# START OF EXERCISE DATA

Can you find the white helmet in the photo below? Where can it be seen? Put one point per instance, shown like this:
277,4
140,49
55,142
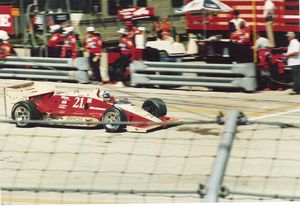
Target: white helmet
90,29
54,28
122,31
68,30
3,35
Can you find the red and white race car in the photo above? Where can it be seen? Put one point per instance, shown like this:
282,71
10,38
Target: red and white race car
36,102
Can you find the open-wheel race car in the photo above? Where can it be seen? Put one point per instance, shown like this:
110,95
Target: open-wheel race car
36,102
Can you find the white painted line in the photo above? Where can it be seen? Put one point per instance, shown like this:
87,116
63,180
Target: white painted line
97,108
275,114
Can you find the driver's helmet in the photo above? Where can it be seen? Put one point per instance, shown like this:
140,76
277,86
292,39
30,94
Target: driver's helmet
106,96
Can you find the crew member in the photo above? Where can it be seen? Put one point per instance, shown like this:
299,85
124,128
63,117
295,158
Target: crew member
293,55
261,42
5,47
237,20
55,42
93,44
127,55
242,35
132,30
268,13
166,26
241,49
69,49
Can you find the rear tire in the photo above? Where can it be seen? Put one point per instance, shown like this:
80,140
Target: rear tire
111,116
155,106
25,111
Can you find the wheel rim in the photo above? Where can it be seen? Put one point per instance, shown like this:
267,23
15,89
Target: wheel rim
111,117
22,114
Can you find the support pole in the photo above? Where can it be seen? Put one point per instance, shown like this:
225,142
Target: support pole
220,163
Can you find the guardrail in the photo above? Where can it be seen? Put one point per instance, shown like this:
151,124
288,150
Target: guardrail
42,68
194,74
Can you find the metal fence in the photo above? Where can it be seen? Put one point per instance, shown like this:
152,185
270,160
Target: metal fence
88,166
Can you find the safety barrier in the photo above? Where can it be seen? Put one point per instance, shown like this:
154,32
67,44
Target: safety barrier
42,68
194,74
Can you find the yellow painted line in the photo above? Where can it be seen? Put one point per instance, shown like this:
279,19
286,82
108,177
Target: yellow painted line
44,201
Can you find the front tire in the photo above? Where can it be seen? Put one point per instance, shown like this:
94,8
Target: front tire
24,111
155,106
113,115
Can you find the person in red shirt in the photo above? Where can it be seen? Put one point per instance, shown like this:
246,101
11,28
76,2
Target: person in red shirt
93,45
5,47
127,55
242,36
132,30
69,49
55,42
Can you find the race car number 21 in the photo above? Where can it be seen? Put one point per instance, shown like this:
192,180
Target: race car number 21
79,102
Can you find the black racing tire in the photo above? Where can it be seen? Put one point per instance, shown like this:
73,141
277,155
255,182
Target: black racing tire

# END OF EXERCISE DATA

#### [WHAT IS EXPECTED]
Copy every one of the records above word for word, leaving out the pictures.

#### [EXERCISE RESULT]
Can you find the white helmet in the photo below? Where can it be seen? Put one point per instance, shown like this:
277,4
140,49
55,142
Target: white helmet
90,29
54,28
122,31
68,30
3,35
Can you find the red and white race car in the photo above? Where can it be seen? Put one point per instance, shown like this:
282,71
10,38
Target: red and white race car
36,102
Can you find the open-wheel race car in the photo above? Where can it be seen? Put one point per instance, shown like this:
110,95
Target: open-wheel race car
36,102
Can you find the white painted line in the photo above? Where can it be seen? Put one point per instance, shown like this:
87,116
63,180
Target: white painted line
97,108
275,114
Can you find the driver's helmet in the photo above? Where can it be seen? Put one point per instance, shown like this:
140,76
277,86
292,39
30,94
Target: driver's helmet
106,96
Can you find the crew member in the photo above? Where can it be seen? Put one point per instance, shown like this:
299,85
124,128
63,117
295,158
Target: crew member
293,55
261,42
5,47
237,20
55,42
93,44
127,55
242,35
132,30
268,13
166,26
241,49
69,49
Can you find the rear tire in the photo above? Where can it be seen? Put one point per instance, shown like this:
80,140
Target: rear tire
111,116
155,106
25,111
Can you find the wheel rim in the photo above? Where can it be seen? Put one point per instance, shown like this:
267,23
15,89
Target: wheel rim
111,117
22,114
Can you find the support pole in the photo above? Where can it be seen? Put one point per instance, shown like this:
225,142
Target: support pole
220,163
Can you find the guardrail in the photo above? Where can it be seen? Put one point per instance, shown like this:
151,124
288,150
Target: guardrail
42,68
194,74
Can you find the metal fence in the photo above? Where can it be seen? Put one point per instance, shown like this:
152,185
270,160
Target: metal fence
88,166
Can you find the safety barrier in the photo above? Where can it be seen? Put one point per instance, shown like this:
154,32
67,44
Target: safety barrier
42,68
194,74
Can you find the yellow painted line in the photo above? Where can it be seen? Put one point per instance, shown like this:
279,19
286,82
108,177
Target: yellow painted line
44,201
Can you find the front tire in the photo above? Where can it be seen? Put one point per instance, shown like this:
94,8
Target: front tire
24,111
155,106
113,115
Can you find the person in red shirt in the photo above? Where can it be seen? Put one point per instance, shown like this:
246,101
11,28
76,2
Target: person in red shirt
93,45
5,47
127,55
242,36
132,30
69,49
55,42
Can you find the race car number 21 in the photo above? Where can it be seen? Put one point per instance, shown like this:
192,180
Target: race car number 21
79,102
Can you find the black racing tire in the photo above? Where can it be seen? Put one point per instance, shown like this:
73,141
277,155
255,182
Target: black racing tire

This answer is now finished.